Filter the material below and copy every line that contains the string "umbrella", treating uppercase and lowercase as different.

• • • • • • •

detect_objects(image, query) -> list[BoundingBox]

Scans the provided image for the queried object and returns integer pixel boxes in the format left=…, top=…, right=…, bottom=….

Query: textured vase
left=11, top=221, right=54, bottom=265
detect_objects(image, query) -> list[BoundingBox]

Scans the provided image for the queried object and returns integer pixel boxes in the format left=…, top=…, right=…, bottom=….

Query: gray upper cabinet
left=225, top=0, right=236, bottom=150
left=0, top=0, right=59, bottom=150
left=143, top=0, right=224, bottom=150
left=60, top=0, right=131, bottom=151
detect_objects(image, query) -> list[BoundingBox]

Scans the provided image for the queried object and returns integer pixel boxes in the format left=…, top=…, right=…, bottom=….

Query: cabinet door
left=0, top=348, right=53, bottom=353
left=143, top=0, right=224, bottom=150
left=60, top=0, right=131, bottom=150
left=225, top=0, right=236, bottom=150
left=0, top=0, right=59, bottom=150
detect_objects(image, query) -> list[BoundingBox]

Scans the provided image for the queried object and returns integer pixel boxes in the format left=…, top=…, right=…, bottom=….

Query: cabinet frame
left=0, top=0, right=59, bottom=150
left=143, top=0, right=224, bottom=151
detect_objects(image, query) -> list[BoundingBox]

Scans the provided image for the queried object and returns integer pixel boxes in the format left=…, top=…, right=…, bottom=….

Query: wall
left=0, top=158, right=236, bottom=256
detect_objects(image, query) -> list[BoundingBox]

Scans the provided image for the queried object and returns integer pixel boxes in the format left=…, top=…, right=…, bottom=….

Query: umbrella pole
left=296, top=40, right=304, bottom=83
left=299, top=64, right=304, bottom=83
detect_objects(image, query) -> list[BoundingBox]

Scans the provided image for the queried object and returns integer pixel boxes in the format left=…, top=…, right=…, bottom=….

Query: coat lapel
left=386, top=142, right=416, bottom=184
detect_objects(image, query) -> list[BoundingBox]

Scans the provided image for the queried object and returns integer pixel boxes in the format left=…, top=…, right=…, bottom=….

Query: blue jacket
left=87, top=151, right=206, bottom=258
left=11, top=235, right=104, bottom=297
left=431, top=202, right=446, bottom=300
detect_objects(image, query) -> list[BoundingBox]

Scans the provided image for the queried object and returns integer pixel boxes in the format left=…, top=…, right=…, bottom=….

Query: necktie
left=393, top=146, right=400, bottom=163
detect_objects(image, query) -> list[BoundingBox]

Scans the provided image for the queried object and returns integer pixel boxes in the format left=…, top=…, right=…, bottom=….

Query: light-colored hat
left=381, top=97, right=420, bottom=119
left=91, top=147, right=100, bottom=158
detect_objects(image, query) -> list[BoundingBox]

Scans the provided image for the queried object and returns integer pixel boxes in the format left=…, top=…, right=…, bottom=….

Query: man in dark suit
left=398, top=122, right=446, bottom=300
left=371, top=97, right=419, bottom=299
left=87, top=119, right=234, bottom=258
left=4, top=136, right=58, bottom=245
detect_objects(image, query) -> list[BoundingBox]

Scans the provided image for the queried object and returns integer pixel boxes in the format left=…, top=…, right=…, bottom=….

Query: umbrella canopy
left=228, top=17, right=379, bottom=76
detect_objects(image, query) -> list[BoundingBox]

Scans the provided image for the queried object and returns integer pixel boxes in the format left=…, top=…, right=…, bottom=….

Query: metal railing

• • • • • • •

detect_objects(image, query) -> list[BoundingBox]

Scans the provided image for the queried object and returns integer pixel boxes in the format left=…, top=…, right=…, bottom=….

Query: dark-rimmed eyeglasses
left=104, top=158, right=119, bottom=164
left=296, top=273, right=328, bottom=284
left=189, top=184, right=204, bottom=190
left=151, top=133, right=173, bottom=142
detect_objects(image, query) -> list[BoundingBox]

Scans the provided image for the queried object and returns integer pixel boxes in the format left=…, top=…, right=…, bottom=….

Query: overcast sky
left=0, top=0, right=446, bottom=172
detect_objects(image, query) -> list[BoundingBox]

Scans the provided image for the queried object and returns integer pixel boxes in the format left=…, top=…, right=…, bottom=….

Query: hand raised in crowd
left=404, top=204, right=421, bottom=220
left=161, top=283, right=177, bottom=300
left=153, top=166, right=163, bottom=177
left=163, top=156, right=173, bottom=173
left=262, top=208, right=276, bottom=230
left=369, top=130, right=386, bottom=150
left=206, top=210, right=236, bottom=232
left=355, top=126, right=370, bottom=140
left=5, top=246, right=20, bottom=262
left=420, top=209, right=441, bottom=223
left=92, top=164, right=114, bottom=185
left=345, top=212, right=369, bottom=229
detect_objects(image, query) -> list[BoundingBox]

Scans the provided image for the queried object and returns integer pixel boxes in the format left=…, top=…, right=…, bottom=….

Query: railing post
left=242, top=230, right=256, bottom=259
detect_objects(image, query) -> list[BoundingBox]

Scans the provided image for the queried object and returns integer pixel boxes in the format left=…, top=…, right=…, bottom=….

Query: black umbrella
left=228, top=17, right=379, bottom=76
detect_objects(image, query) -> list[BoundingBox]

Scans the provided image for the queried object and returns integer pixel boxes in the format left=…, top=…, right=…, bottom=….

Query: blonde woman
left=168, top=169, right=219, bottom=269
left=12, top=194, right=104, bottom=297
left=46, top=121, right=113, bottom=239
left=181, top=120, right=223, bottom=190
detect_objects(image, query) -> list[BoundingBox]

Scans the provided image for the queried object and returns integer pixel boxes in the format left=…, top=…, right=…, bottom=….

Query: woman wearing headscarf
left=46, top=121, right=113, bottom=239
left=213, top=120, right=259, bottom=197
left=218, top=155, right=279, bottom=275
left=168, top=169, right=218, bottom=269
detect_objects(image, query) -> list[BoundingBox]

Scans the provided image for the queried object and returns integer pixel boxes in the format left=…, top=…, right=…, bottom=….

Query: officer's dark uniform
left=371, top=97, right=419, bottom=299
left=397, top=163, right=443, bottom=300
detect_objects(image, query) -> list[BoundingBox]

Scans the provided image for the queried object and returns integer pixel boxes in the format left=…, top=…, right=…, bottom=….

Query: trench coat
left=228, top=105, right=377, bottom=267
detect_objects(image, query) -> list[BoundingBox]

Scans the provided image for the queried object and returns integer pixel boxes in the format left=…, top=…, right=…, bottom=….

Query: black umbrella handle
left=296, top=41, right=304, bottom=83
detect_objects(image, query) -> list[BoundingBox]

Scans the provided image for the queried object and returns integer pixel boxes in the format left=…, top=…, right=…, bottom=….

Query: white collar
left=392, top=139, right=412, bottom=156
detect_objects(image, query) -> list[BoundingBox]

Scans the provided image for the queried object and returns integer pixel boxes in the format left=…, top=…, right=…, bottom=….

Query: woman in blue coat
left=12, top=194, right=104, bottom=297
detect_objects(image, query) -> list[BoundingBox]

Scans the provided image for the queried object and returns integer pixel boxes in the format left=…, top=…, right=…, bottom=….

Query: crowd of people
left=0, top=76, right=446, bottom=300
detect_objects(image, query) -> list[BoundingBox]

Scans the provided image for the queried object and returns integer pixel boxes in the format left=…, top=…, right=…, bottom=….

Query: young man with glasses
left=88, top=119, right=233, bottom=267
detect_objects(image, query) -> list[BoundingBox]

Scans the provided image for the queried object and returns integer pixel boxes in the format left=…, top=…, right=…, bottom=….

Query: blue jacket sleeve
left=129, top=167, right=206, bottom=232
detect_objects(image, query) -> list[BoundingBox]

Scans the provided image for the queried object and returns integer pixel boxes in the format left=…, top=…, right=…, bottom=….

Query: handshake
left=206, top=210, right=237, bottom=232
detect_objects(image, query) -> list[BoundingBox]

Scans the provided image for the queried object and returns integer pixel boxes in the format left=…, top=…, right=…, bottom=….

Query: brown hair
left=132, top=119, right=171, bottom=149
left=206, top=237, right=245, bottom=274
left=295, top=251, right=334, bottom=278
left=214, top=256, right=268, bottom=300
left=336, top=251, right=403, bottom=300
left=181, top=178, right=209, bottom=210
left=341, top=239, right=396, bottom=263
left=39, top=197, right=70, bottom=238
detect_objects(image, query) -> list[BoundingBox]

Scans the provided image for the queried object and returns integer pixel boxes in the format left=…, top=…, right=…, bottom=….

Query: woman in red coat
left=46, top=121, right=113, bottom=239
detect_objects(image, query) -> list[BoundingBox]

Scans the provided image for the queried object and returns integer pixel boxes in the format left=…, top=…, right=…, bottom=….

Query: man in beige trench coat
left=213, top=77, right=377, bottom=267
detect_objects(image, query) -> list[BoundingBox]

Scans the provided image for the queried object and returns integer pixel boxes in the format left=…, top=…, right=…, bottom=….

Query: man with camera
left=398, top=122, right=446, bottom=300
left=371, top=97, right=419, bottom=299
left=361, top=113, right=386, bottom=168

• • • • • • •

> Result for this exercise:
Query: umbrella pole
Query: umbrella canopy
Query: black umbrella
Query: black umbrella handle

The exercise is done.